> [Selected text]:
The  is a hybrid diesel/battery Bo-Bo wheel arrangement shunting locomotive type operated by Japan Freight Railway Company (JR Freight) in Japan.
Following the delivery and evaluation of a prototype locomotive in March 2010, the first full-production locomotive entered service in February 2012.

Variants
 Class HD300-0: Standard type, entering service from February 2012
 Class HD300-500: Sub-class designed for operation in cold-climate conditions, delivered from November 2014
 Class HD300-900: Prototype locomotive delivered in March 2010

Design
The locomotives use lithium ion batteries, and are designed to reduce exhaust emissions by at least 30% to 40% and noise levels by at least 10 dB compared with existing Class DE10 diesel locomotives. Tests conducted at Tokyo Freight Terminal in June 2010 demonstrated fuel savings of 36%, NOx emission reductions of 62%, and noise level reductions of 22 dB compared with a class DE10 locomotive. Externally, the locomotives are finished in a bright red livery to aid visibility, with yellow and black diagonal warning stripes at the ends.

The first full-production locomotive, HD300-1, delivered in January 2012, while broadly identical to the prototype HD300-901 locomotive, incorporates a few minor improvements, including changes to the headlamps, a wider front-end warning panel to reduce snow build-up on the steps, and larger windows in the driving cab doors to improve visibility.

> [Problem requirements]: Copy out the entire HD300 passage word for word. The rows that come next are separate material, unrelated to the HD300 passage.

> [Dataset]:
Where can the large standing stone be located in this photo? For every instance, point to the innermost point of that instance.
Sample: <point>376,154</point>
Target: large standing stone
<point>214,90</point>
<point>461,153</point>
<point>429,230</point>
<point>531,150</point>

> [Response below]:
The  is a hybrid diesel/battery Bo-Bo wheel arrangement shunting locomotive type operated by Japan Freight Railway Company (JR Freight) in Japan.
Following the delivery and evaluation of a prototype locomotive in March 2010, the first full-production locomotive entered service in February 2012.

Variants
 Class HD300-0: Standard type, entering service from February 2012
 Class HD300-500: Sub-class designed for operation in cold-climate conditions, delivered from November 2014
 Class HD300-900: Prototype locomotive delivered in March 2010

Design
The locomotives use lithium ion batteries, and are designed to reduce exhaust emissions by at least 30% to 40% and noise levels by at least 10 dB compared with existing Class DE10 diesel locomotives. Tests conducted at Tokyo Freight Terminal in June 2010 demonstrated fuel savings of 36%, NOx emission reductions of 62%, and noise level reductions of 22 dB compared with a class DE10 locomotive. Externally, the locomotives are finished in a bright red livery to aid visibility, with yellow and black diagonal warning stripes at the ends.

The first full-production locomotive, HD300-1, delivered in January 2012, while broadly identical to the prototype HD300-901 locomotive, incorporates a few minor improvements, including changes to the headlamps, a wider front-end warning panel to reduce snow build-up on the steps, and larger windows in the driving cab doors to improve visibility.